(Named object pointing entries)
#####

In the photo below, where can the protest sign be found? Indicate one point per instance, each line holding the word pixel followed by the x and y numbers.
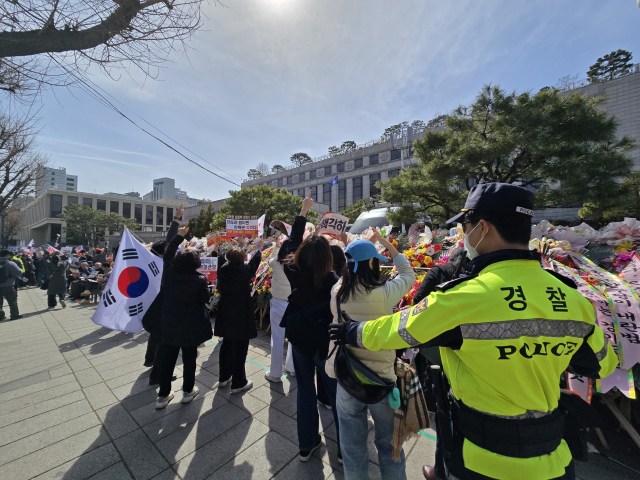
pixel 209 268
pixel 332 224
pixel 216 237
pixel 242 226
pixel 281 227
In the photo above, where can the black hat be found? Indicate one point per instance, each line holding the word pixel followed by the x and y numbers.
pixel 498 197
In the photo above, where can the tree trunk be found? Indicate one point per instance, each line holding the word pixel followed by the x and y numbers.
pixel 51 40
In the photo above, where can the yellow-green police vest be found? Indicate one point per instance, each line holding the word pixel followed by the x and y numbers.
pixel 505 337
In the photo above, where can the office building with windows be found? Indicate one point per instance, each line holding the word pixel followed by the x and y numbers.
pixel 41 222
pixel 358 172
pixel 56 178
pixel 165 189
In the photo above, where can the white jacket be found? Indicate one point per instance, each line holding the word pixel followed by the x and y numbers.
pixel 280 287
pixel 378 303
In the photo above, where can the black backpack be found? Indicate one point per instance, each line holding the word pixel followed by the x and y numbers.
pixel 4 274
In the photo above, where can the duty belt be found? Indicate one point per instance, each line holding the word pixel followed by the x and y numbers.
pixel 519 438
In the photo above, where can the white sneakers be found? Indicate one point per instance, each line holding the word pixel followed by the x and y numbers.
pixel 188 397
pixel 164 401
pixel 248 386
pixel 272 379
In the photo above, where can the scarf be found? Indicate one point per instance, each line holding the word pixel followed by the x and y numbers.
pixel 412 416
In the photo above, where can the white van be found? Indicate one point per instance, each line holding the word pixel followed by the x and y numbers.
pixel 373 218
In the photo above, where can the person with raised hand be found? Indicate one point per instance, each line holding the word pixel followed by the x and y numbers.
pixel 309 268
pixel 234 321
pixel 184 321
pixel 364 294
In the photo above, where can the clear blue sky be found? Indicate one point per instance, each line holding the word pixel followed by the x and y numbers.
pixel 267 78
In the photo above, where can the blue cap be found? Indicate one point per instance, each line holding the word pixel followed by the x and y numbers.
pixel 360 250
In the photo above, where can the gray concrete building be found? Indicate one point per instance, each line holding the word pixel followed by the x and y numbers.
pixel 357 171
pixel 56 178
pixel 622 101
pixel 165 189
pixel 41 222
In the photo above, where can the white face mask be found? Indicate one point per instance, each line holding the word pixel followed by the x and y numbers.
pixel 471 251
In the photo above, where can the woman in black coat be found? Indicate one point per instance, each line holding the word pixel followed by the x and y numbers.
pixel 184 320
pixel 306 321
pixel 235 321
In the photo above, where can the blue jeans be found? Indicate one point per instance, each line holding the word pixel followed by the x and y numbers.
pixel 354 430
pixel 308 416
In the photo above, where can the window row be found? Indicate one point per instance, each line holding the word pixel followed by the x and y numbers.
pixel 341 167
pixel 114 207
pixel 357 194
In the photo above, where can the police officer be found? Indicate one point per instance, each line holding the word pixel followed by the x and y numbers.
pixel 506 333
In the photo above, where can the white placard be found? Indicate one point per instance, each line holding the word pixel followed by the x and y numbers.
pixel 209 267
pixel 332 224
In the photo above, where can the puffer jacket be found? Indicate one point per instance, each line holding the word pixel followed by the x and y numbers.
pixel 378 303
pixel 280 286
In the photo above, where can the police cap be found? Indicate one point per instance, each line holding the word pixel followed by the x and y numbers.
pixel 497 197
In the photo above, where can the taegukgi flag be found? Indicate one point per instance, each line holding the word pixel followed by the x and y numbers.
pixel 134 283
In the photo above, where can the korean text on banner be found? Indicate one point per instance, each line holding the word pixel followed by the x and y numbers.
pixel 332 224
pixel 134 283
pixel 242 225
pixel 209 268
pixel 217 236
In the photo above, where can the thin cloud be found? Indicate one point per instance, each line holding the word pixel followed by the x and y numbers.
pixel 115 150
pixel 108 160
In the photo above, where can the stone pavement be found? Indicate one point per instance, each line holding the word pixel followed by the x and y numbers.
pixel 75 403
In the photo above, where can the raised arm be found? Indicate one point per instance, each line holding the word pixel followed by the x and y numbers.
pixel 297 229
pixel 172 248
pixel 254 263
pixel 173 228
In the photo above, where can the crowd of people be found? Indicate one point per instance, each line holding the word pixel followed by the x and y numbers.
pixel 500 412
pixel 78 277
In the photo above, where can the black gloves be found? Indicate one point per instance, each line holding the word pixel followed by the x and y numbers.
pixel 345 333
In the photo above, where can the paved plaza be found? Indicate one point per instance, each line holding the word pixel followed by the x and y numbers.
pixel 75 403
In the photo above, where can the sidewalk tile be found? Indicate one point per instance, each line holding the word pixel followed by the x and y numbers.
pixel 114 472
pixel 116 420
pixel 41 422
pixel 193 436
pixel 54 455
pixel 261 461
pixel 46 437
pixel 140 455
pixel 99 396
pixel 210 457
pixel 84 466
pixel 56 402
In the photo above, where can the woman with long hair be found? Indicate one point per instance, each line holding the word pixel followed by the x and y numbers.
pixel 235 321
pixel 57 285
pixel 184 321
pixel 306 323
pixel 364 294
pixel 280 291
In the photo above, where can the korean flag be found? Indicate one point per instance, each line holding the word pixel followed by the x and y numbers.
pixel 134 283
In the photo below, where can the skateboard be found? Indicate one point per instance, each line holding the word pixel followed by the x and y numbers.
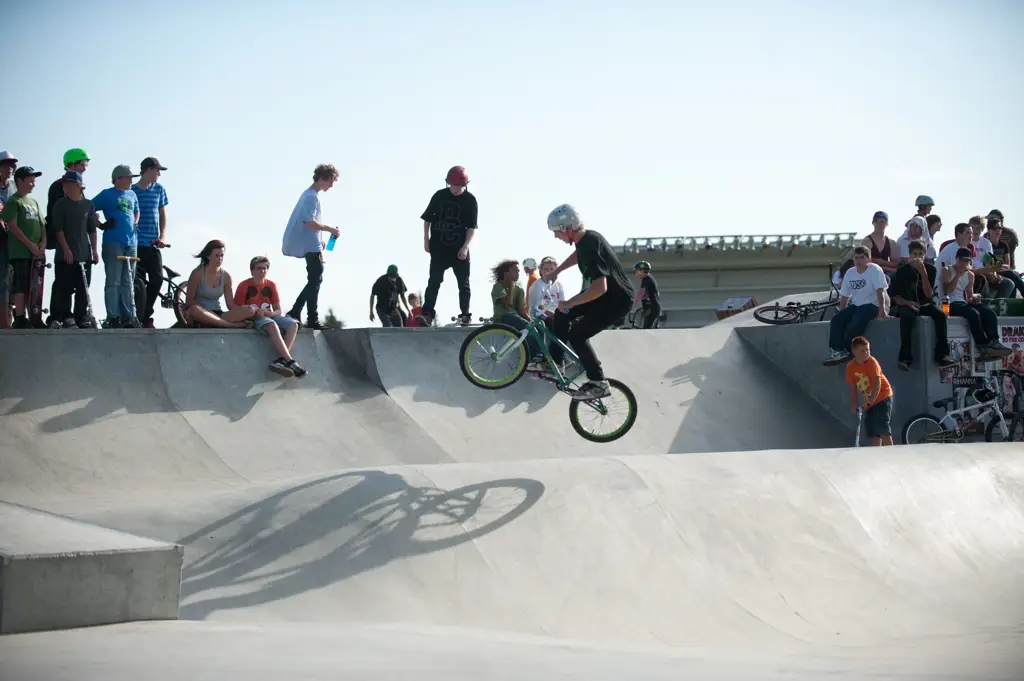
pixel 37 290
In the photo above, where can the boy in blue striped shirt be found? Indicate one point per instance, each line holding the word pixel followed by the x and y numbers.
pixel 152 232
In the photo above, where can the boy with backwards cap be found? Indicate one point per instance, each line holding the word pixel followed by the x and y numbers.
pixel 26 238
pixel 120 206
pixel 75 225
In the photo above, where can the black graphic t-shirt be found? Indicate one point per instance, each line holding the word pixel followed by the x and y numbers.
pixel 387 292
pixel 451 217
pixel 906 282
pixel 596 258
pixel 651 298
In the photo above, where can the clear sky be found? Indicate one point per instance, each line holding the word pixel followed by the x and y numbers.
pixel 652 118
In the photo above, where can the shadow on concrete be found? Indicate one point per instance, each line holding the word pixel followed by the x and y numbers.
pixel 332 528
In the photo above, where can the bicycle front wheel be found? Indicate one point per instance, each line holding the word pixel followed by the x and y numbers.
pixel 487 359
pixel 1015 430
pixel 776 314
pixel 606 419
pixel 921 429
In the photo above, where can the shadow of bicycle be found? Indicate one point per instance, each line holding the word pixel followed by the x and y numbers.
pixel 333 528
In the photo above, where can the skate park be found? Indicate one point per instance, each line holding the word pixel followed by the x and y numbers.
pixel 179 511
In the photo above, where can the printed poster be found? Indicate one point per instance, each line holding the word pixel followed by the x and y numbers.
pixel 1012 335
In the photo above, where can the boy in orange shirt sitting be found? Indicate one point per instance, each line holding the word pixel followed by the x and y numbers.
pixel 260 291
pixel 867 383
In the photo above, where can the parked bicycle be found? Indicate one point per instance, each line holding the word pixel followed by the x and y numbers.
pixel 795 312
pixel 991 401
pixel 173 297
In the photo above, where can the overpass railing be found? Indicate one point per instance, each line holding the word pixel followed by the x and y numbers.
pixel 843 240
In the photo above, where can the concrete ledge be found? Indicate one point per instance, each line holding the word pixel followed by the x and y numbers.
pixel 58 573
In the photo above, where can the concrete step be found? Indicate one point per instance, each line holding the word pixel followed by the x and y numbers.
pixel 56 572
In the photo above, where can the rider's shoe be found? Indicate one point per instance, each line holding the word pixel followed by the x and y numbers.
pixel 281 367
pixel 296 369
pixel 592 390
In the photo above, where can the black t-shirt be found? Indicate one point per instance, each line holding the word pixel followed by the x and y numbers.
pixel 596 259
pixel 1008 244
pixel 451 217
pixel 387 292
pixel 77 219
pixel 651 297
pixel 906 282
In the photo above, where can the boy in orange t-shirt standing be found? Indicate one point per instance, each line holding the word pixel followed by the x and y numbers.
pixel 869 387
pixel 258 290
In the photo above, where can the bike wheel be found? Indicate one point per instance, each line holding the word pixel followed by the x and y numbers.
pixel 1015 430
pixel 492 339
pixel 179 302
pixel 776 314
pixel 922 428
pixel 601 410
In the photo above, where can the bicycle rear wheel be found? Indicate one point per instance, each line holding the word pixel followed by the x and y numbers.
pixel 493 368
pixel 921 429
pixel 777 314
pixel 611 417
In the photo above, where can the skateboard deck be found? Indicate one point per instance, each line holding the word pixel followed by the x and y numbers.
pixel 37 292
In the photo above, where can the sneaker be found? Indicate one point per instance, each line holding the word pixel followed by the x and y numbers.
pixel 836 356
pixel 296 369
pixel 279 366
pixel 592 390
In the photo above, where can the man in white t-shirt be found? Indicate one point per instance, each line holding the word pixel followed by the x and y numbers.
pixel 862 298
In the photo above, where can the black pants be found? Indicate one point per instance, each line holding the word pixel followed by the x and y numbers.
pixel 309 296
pixel 389 317
pixel 984 326
pixel 68 283
pixel 440 261
pixel 152 262
pixel 583 323
pixel 908 320
pixel 650 315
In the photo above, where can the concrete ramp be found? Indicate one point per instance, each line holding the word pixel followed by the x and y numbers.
pixel 836 552
pixel 698 390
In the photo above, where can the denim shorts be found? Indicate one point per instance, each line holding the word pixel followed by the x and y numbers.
pixel 284 322
pixel 877 418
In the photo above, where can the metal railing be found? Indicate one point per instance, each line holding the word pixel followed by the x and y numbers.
pixel 740 242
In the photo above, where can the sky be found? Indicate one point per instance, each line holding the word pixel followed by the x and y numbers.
pixel 653 119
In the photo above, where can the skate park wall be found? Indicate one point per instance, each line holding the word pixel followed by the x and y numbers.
pixel 799 349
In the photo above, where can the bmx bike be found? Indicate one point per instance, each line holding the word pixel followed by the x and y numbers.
pixel 795 312
pixel 504 348
pixel 958 419
pixel 173 295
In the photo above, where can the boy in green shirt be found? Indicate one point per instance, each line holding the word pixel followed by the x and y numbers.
pixel 26 239
pixel 510 307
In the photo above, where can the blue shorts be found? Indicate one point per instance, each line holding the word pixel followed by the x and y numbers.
pixel 877 418
pixel 284 322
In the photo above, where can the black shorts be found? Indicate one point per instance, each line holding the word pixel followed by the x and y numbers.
pixel 20 275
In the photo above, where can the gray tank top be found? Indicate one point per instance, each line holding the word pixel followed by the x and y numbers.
pixel 209 297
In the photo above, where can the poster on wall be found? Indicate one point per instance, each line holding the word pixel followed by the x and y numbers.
pixel 1013 337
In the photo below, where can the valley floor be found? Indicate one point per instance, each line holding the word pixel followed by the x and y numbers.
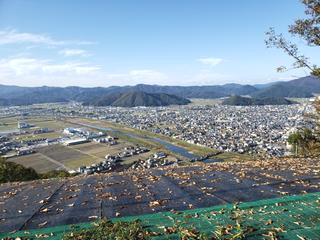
pixel 49 203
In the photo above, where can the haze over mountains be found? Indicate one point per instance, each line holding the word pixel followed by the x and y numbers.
pixel 142 94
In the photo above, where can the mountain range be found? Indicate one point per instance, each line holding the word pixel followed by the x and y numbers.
pixel 14 95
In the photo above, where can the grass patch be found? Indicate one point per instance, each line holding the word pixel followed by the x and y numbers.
pixel 108 230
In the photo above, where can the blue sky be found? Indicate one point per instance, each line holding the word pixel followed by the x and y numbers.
pixel 167 42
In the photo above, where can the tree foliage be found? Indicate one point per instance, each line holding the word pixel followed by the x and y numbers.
pixel 307 29
pixel 304 142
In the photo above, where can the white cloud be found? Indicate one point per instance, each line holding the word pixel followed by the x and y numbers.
pixel 15 37
pixel 74 52
pixel 32 66
pixel 147 75
pixel 210 61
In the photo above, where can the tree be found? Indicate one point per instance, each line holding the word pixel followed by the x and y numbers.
pixel 307 29
pixel 303 141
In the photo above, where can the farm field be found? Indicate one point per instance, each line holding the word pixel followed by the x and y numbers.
pixel 57 156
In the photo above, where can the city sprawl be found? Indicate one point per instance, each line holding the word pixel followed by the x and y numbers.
pixel 252 129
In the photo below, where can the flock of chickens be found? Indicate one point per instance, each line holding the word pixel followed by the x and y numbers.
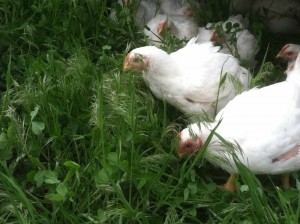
pixel 258 127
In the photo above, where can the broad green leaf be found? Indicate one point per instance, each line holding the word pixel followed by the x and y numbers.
pixel 244 188
pixel 61 189
pixel 55 197
pixel 34 112
pixel 113 158
pixel 72 165
pixel 3 140
pixel 39 177
pixel 193 188
pixel 102 176
pixel 142 183
pixel 51 178
pixel 186 193
pixel 38 127
pixel 35 162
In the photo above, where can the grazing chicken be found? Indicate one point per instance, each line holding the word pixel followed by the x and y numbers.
pixel 280 16
pixel 180 26
pixel 237 41
pixel 262 126
pixel 176 7
pixel 196 79
pixel 289 54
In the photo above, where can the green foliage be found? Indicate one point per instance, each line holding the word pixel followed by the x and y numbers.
pixel 83 142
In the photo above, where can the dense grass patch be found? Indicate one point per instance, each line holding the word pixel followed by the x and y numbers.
pixel 83 142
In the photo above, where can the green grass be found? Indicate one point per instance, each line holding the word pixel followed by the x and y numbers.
pixel 83 142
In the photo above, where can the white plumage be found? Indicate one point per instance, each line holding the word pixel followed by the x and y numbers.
pixel 264 122
pixel 176 7
pixel 189 78
pixel 281 16
pixel 180 26
pixel 289 54
pixel 241 44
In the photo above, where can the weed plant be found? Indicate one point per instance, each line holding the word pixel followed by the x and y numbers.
pixel 83 142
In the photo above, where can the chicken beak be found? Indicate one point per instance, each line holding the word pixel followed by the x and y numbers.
pixel 189 12
pixel 162 26
pixel 127 64
pixel 279 55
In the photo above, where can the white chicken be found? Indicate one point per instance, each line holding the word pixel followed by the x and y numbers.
pixel 197 79
pixel 146 10
pixel 180 26
pixel 176 7
pixel 238 41
pixel 289 54
pixel 280 16
pixel 263 127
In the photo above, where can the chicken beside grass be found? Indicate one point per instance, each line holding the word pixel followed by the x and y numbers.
pixel 175 25
pixel 289 54
pixel 197 79
pixel 259 128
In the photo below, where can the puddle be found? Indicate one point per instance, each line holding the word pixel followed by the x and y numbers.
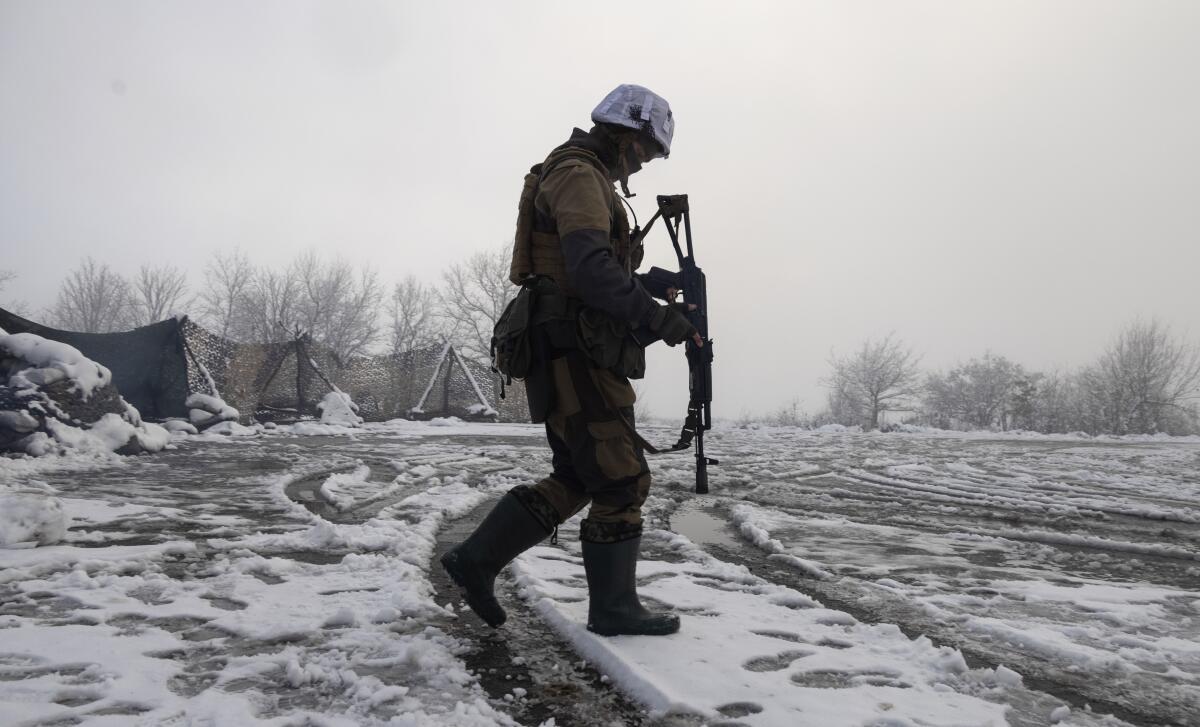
pixel 702 528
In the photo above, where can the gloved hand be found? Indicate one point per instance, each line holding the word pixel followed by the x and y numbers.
pixel 670 324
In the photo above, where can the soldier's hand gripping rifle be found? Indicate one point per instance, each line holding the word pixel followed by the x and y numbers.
pixel 675 212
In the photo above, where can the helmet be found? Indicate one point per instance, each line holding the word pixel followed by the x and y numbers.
pixel 640 108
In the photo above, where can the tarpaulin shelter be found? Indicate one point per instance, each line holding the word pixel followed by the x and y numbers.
pixel 157 366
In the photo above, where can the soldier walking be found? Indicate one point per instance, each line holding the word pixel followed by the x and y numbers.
pixel 593 318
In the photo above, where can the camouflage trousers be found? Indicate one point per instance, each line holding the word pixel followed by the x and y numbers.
pixel 595 460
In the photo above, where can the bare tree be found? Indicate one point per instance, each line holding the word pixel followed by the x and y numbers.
pixel 413 316
pixel 159 293
pixel 93 299
pixel 880 377
pixel 1145 378
pixel 227 280
pixel 337 307
pixel 17 306
pixel 267 308
pixel 472 298
pixel 977 394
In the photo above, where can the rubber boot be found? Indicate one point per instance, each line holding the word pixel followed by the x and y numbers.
pixel 508 530
pixel 613 607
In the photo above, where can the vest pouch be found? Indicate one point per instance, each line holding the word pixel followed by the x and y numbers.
pixel 513 336
pixel 607 344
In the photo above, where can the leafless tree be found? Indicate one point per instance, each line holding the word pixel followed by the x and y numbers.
pixel 267 308
pixel 977 394
pixel 412 310
pixel 1145 378
pixel 93 299
pixel 17 306
pixel 337 307
pixel 227 280
pixel 882 376
pixel 159 293
pixel 472 298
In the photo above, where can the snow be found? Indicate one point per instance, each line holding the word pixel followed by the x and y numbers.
pixel 34 362
pixel 30 516
pixel 285 578
pixel 336 408
pixel 779 665
pixel 204 410
pixel 52 361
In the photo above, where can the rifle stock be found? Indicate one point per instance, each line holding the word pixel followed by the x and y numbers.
pixel 691 281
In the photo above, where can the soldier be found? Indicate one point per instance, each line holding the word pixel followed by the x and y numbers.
pixel 594 316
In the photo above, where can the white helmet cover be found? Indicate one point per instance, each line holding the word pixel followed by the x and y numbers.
pixel 637 107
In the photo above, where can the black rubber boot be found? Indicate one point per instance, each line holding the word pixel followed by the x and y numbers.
pixel 508 530
pixel 613 607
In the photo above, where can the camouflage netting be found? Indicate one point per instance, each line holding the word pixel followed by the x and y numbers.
pixel 148 362
pixel 156 367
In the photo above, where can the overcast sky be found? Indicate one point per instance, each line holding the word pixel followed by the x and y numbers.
pixel 1021 176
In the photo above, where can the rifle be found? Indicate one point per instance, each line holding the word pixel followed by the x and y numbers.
pixel 675 211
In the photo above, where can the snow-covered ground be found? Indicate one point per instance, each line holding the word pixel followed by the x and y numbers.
pixel 282 577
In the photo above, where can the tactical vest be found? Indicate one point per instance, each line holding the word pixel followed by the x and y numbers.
pixel 537 247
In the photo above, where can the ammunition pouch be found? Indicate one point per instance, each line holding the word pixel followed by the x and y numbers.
pixel 609 343
pixel 541 323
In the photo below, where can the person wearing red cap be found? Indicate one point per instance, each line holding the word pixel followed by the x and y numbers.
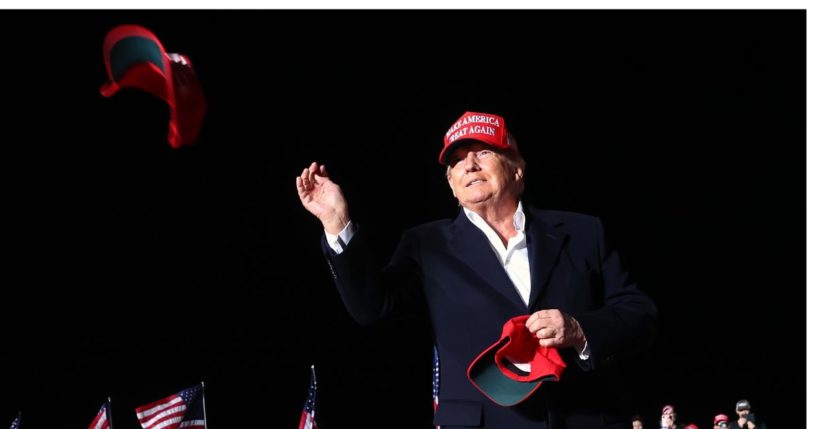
pixel 498 259
pixel 721 421
pixel 669 418
pixel 746 419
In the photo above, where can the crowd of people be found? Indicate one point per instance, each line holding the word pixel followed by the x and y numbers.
pixel 669 419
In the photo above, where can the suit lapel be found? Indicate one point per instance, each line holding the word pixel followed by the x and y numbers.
pixel 472 247
pixel 544 245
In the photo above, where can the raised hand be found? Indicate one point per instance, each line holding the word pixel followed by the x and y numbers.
pixel 323 198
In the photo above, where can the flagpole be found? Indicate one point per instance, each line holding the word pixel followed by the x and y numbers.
pixel 109 412
pixel 315 399
pixel 203 405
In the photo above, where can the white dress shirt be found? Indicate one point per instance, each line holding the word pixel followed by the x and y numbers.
pixel 513 258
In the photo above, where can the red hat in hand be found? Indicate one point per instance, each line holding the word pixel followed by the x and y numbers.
pixel 495 374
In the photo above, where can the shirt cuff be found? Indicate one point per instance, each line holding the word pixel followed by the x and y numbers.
pixel 338 242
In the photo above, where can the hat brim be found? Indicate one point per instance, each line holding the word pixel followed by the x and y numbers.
pixel 489 379
pixel 446 152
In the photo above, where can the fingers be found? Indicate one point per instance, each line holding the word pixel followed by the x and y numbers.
pixel 548 326
pixel 313 175
pixel 544 318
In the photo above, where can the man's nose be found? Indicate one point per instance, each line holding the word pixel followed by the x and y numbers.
pixel 471 162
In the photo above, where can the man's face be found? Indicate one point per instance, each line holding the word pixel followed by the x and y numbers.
pixel 668 418
pixel 481 176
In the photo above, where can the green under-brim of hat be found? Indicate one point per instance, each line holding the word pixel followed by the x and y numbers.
pixel 489 379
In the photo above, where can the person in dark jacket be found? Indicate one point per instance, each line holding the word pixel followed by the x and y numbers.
pixel 499 258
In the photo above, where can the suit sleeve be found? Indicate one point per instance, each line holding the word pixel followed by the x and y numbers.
pixel 626 322
pixel 368 291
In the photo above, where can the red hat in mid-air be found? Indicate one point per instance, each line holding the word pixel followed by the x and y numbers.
pixel 134 57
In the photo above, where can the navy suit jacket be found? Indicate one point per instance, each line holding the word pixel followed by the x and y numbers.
pixel 449 268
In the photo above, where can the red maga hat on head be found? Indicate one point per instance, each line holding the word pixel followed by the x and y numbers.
pixel 134 57
pixel 721 418
pixel 494 374
pixel 484 127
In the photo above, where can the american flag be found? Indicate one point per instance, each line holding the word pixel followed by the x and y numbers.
pixel 17 423
pixel 102 419
pixel 308 414
pixel 181 410
pixel 435 385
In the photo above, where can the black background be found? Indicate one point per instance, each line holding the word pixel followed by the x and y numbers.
pixel 133 270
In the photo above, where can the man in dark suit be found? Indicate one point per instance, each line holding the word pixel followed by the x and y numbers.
pixel 498 259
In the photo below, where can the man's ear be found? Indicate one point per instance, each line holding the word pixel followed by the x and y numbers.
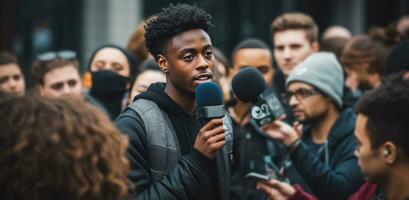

#####

Substitute "blue shorts" for "black shorts" in the material from the line with "In the photo above, where can the black shorts" up to and including the line with "pixel 209 297", and give back only those lines with nothing else changed.

◆ **Answer to this problem**
In the photo above, where can the blue shorts be found? Indicate one point per instance, each line holding the word pixel followed by the x and y numbers.
pixel 20 275
In the photo above, where can the gray tank top be found? Indicate one point per instance, each line holding the word pixel followed by the x and y numbers.
pixel 209 297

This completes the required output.